### TEXT PROVIDED
Trying to write data into newick format R

1k views Asked by At

I have a dataset with different levels of branches starting from the top level: stock -> mbranch -> sbranch -> lsbranch. I want to be able to visualize these levels of my data into Newick format. I have different language groups within each stock level and would like to make different trees based off of these highest level groups.

For example my data is in the format as follows:

sample= data.frame("stock" = c("A", "A", "B", "B", "B"), "mbranch" = c("C", "D", "E", "F", "G"), "sbranch" = c("H", "O", NA, "K", "L"), "lsbranch" = c("I", "J", NA, "M", "N"), "name" = c("Andrea", "Kevin", "Charlie", "Naomi", "Sam"))

And I am trying to have an output of the newick tree format which would be something like:

tree = "(A(C(H(I(Andrew))),D(O(J(Kevin)))),B(E(Charlie),F(K(M(Naomi))),G(L(N(Sam)))));"
plot(read.dendrogram(tree))

I'm doing this so later on I can do a distance matrix of the nodes of my outputted tree.
######
Quote the post about Newick format word for word, starting at the words "I have a dataset" and ending after "highest level groups.". The data that comes next is from a different source than the post.
### RECORDED INFORMATION
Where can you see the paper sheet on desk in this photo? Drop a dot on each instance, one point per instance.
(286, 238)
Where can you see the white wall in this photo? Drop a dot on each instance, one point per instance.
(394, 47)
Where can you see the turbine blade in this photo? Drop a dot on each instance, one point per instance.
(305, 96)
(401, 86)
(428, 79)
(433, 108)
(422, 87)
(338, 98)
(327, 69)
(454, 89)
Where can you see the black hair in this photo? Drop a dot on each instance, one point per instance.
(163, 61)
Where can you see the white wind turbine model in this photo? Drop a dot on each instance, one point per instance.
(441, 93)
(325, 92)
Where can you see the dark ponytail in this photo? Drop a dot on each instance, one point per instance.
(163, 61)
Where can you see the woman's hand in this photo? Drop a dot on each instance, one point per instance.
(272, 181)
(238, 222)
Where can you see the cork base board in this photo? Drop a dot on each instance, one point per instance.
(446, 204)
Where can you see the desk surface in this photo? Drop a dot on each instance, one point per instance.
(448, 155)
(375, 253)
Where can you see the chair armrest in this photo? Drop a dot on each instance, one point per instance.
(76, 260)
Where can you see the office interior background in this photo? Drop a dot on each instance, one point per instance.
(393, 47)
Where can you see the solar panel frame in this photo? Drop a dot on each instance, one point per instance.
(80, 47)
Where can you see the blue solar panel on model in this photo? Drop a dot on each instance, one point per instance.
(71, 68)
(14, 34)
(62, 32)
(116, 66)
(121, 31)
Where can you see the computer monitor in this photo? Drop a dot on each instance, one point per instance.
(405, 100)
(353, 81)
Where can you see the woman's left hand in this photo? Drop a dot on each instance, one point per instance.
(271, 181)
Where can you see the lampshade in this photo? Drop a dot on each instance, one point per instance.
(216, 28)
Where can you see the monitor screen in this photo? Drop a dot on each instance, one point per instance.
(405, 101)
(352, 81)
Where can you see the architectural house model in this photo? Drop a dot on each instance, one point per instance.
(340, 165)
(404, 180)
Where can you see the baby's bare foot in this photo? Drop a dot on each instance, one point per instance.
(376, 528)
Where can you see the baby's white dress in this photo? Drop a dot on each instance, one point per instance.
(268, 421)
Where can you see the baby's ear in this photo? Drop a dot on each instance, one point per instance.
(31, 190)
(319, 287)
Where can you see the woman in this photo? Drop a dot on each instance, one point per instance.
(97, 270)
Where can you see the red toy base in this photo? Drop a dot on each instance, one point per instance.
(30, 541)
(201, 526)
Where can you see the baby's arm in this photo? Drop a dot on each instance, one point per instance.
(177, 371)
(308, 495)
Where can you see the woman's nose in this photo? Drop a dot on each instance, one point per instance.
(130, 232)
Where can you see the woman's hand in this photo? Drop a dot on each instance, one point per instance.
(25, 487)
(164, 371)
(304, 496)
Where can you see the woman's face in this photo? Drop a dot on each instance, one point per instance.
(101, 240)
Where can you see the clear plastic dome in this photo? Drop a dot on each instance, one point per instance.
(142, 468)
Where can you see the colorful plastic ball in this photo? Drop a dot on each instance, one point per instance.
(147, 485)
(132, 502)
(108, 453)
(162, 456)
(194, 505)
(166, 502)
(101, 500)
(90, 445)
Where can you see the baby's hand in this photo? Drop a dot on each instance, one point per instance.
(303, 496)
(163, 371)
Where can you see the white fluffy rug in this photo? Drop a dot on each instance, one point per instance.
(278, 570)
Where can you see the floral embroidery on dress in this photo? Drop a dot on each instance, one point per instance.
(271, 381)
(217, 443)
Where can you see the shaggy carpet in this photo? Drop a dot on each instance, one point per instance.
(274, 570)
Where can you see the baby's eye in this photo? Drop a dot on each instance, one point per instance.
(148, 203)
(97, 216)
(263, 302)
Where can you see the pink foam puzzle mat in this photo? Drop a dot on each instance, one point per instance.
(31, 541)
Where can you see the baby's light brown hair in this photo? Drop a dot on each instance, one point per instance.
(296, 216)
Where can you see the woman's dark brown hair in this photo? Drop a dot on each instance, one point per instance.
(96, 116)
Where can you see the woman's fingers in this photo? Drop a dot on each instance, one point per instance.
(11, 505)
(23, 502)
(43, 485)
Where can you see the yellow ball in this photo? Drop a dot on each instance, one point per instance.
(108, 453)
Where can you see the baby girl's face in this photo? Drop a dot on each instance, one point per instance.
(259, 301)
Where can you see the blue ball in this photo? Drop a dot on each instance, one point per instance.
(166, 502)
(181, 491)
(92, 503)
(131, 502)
######
### RECORDED INFORMATION
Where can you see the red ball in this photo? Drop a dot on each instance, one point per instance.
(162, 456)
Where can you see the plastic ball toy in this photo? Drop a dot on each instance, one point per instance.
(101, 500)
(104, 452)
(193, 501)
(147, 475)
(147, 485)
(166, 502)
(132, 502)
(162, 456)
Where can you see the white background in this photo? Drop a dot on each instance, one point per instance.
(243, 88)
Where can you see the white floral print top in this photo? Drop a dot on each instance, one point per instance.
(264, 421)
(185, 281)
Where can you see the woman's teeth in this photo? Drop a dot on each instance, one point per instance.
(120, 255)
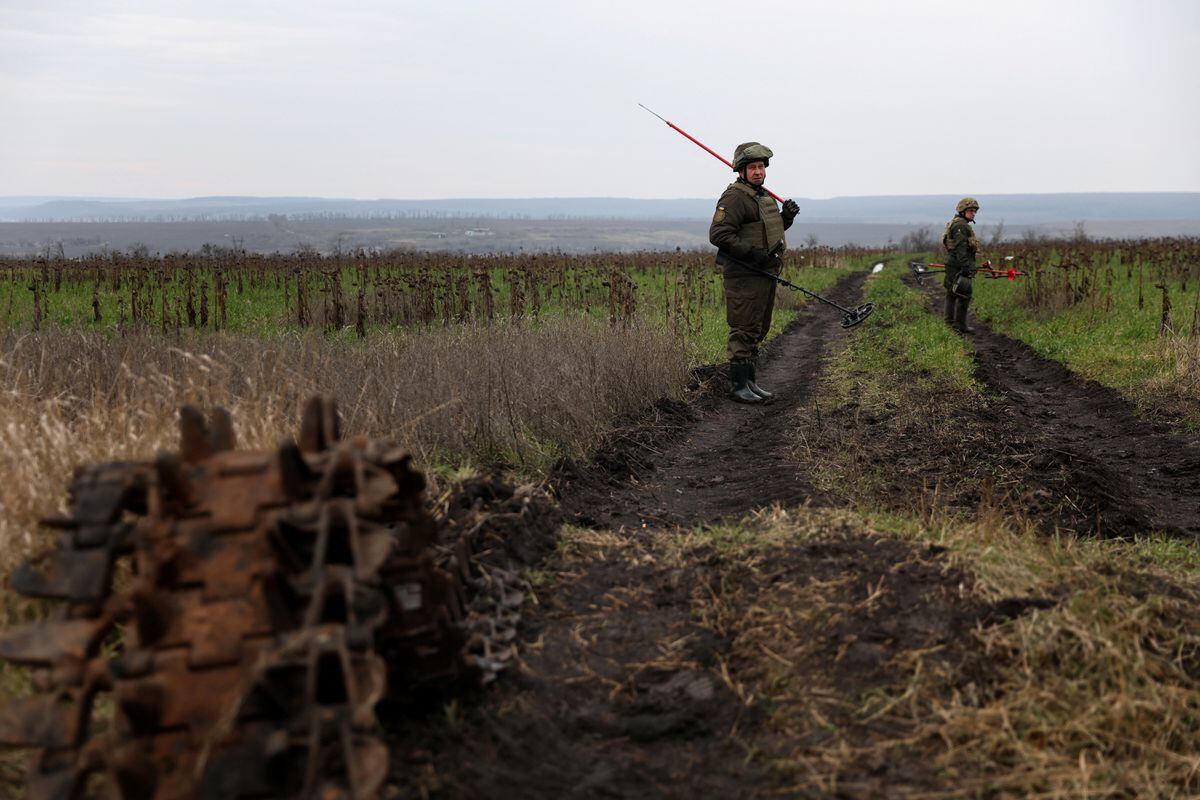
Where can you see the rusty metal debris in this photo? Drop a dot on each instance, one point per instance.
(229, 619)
######
## SOLVED EXERCISE
I have a dataset with different levels of branches starting from the top level: stock -> mbranch -> sbranch -> lsbranch. I want to be able to visualize these levels of my data into Newick format. I have different language groups within each stock level and would like to make different trees based off of these highest level groups.